JOBS >>
1. In the article on John McDonnell and Julian Assange, how long was McDonnell's visit with Assange in Belmarsh prison?
2. Please write the next part of the article on John McDonnell and Julian Assange, beginning right after its final sentence.

DOCUMENT >>

────────────────

John McDonnell has crafted an image over the past few years as a sweater-wearing bank manager, chuckling at and charming interviewers who suggested he was a dangerous revolutionary. While Jeremy Corbyn was Magic Grandpa, McDonnell was Uncle John.

But as the pair of them prepare for political retirement from the front bench (though Corbyn hinted he may stay on), it’s clear that on the issue of Julian Assange, they are both keen to champion the kind of backbench causes they have plugged away at for decades.

Today, McDonnell - who don’t forget is the shadow chancellor - decided that the most important issue for him was not the looming Budget but the fate of the Australian Wikileaks founder who is facing extradition to the US on a string of espionage and other charges over his leaks of classified material.‌

After a two-hour visit with Assange in Belmarsh prison, McDonnell emerged to make the extraordinary claim that this was “the Dreyfus case of our age, the way in which a person is being persecuted for political reasons for simply exposing the truth of what went on in relation to recent wars”.

Given Labour’s controversies over anti-Semitism, that sounded singularly tin-eared to the Jewish community and the CST charity (that provide on-street security for Jews in the UK) was quick to tweet it was “Disgraceful false equivalence to one of the key learning moments of modern Jewish history”.‌

But McDonnell is not alone among the current Labour leadership. Corbyn himself raised Assange’s case in PMQs only recently, telling Boris Johnson that “this extradition should be opposed” because Assange had exposed “war crimes, including the murder of civilians and large-scale corruption”.

Now, not everyone in the shadow cabinet is a fan of Assange and many women Labour MPs still revile his name because of the way he avoided justice in Sweden over alleged rape and assault in 2010. In fact, I vividly remember after a WaughZone Live event with Emily Thornberry last autumn one pro-Assange campaigner asking the shadow foreign secretary for support. Her response was a very firm message that she felt the priority was getting him extradited to Sweden. In fact, Thornberry has long said of the women involved “they deserve justice”.‌

But justice never came. Assange avoided extradition by seeking refuge in the Ecuadorean embassy, and last year prosecutors in Sweden dropped the case. Deputy Director of Public Prosecution Eva-Marie Persson said at the time that “I would like to emphasise that the injured party has submitted a credible and reliable version of events. Her statements have been coherent, extensive and detailed.”

Persson added “the reason for this decision is that the evidence has weakened considerably due to the long period of time that has elapsed since the events in question”. Assange’s decision to simply avoid court had paid off, but it left a nasty taste in the mouth of many.

McDonnell today said he discussed with Assange a startling claim made by his lawyer this week that Trump’s allies had offered to pardon him if he said Russia was not behind Wikileaks leaks of Hilary Clinton emails. During a visit to London in August 2017, congressman Dana Rohrabacher is said to have told Assange that “on instructions from the president he was offering a pardon or some other way out if Mr Assange...said Russia had nothing to do with the DNC [Democratic National Committee] leaks”.

────────────────

SUPPLIED INFORMATION >>
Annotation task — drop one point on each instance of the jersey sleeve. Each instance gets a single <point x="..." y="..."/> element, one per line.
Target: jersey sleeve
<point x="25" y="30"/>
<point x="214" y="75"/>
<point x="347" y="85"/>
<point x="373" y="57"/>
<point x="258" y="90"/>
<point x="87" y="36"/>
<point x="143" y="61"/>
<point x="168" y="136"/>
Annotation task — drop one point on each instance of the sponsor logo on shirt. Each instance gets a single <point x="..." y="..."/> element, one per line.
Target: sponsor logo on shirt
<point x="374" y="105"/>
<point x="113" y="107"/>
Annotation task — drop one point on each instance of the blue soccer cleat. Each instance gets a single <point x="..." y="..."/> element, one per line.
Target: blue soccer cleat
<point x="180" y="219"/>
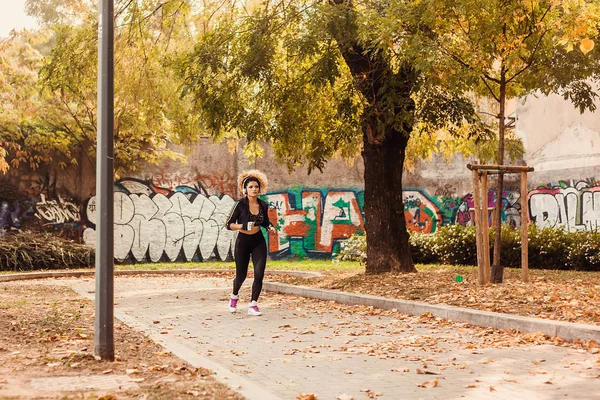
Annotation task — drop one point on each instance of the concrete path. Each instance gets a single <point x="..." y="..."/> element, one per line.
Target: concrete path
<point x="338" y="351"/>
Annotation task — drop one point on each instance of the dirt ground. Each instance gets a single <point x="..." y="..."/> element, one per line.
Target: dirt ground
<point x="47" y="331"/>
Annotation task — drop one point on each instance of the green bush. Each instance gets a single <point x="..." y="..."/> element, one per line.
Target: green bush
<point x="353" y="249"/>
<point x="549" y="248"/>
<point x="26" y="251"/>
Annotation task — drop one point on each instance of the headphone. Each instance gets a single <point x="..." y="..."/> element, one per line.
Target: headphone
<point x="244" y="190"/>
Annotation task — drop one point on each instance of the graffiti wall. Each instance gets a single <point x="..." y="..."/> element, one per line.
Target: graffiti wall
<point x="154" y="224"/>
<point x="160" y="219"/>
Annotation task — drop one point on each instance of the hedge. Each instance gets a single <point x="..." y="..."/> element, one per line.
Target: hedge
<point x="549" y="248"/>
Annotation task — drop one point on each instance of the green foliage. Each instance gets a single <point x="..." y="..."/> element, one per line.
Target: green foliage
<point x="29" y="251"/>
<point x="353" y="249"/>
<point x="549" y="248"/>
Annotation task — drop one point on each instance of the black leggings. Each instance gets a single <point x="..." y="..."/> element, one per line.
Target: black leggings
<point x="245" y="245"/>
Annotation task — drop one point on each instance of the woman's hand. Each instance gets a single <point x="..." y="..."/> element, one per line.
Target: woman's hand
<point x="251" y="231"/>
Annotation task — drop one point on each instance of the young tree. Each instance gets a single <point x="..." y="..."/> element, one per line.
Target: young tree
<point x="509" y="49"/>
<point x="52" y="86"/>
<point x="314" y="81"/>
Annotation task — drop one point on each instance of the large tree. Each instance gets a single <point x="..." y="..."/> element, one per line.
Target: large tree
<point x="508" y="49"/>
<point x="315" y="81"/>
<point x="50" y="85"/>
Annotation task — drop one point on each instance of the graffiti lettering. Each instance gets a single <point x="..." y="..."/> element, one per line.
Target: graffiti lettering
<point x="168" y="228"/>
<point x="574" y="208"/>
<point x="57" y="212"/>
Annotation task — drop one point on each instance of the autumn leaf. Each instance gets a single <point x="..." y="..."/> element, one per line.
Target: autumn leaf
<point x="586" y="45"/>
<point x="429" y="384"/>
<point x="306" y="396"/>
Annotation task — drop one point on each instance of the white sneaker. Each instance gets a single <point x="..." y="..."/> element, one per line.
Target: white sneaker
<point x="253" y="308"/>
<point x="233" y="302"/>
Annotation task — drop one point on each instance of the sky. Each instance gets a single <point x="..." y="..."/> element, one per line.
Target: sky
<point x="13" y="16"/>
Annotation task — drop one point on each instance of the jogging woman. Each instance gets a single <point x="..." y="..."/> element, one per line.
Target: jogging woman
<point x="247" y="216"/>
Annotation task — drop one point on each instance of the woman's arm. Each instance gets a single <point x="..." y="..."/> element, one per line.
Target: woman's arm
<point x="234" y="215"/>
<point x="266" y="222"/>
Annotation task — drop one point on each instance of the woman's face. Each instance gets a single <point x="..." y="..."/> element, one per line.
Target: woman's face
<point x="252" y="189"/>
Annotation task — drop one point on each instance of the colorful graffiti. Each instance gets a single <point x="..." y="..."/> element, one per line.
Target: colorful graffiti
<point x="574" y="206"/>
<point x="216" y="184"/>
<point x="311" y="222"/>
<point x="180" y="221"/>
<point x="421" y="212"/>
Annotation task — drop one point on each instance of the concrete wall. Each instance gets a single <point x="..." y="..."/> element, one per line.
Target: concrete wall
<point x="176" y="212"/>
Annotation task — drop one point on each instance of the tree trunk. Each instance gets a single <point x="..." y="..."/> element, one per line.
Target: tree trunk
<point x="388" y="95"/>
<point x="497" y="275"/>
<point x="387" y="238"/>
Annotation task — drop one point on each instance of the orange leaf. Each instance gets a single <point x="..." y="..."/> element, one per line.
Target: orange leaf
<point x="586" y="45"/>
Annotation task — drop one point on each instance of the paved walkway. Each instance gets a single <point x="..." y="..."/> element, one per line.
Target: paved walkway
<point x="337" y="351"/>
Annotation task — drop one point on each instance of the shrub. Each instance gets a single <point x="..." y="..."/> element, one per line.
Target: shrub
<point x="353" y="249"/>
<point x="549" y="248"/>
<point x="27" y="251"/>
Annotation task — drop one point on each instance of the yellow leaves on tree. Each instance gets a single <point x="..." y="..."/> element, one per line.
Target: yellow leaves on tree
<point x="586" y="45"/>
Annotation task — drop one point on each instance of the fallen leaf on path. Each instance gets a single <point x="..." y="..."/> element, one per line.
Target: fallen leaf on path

────────────────

THE ANSWERS >>
1. Two hours.

2.
A huge problem for Assange here is that there’s plenty of evidence of his close links to Vladmir Putin and the Russian regime, and that the DNC leaks were part of a Russian state-sponsored hack. One of his closest associates was also Israel Shamir, a pro-Putin anti-Semite. Your average voter may ask: is this the kind of company that McDonnell and Corbyn want to keep?

Now, of course it’s possible to oppose Assange’s extradition on grounds of press freedom and protection of whistleblowers, while at the same time loathing him for the way he avoided justice on the rape claims and for his long-standing associations with Russia. But given the way Corbyn’s own response to the Salisbury poisonings was effectively weaponised by the Tories in the last election, there are political costs for Labour in backing Assange.‌

Which brings us finally to Keir Starmer. When he was Director of Public Prosecutions, the Crown Prosecution Service fought hard for justice for Assange’s victims. When Assange claimed in 2012 that the Swedes were considering dropping the case, one email (leaked naturally) showed a CPS lawyer writing to their Swedish counterpart ‘don’t you get cold feet!’

But although Starmer has long fought hard as a lawyer for various causes, he is also a staunch believer in judicial independence. Leading politicians actually opposing an extradition is very problematic in the UK because our system is now a matter for the courts not politicians. Several Labour MPs were shocked when Corbyn actually opposed extradition in that PMQs.

Theresa May was the last home secretary to have the power to interfere in extradition, blocking Asperger’s sufferer Gary McKinnon’s removal to the US for hacking charges. But she changed the rules so that in future no successor would have such power, and it is now the courts rather than the home secretary who consider any human rights representations.

That fact alone, even without Assange’s track record on those rape allegations and his close links to Putin, will probably be enough for Starmer to avoid joining any ‘stop the extradition’ protests in Parliament Square. And there will be plenty of Labour MPs, both women and men, who breathe a sigh of relief.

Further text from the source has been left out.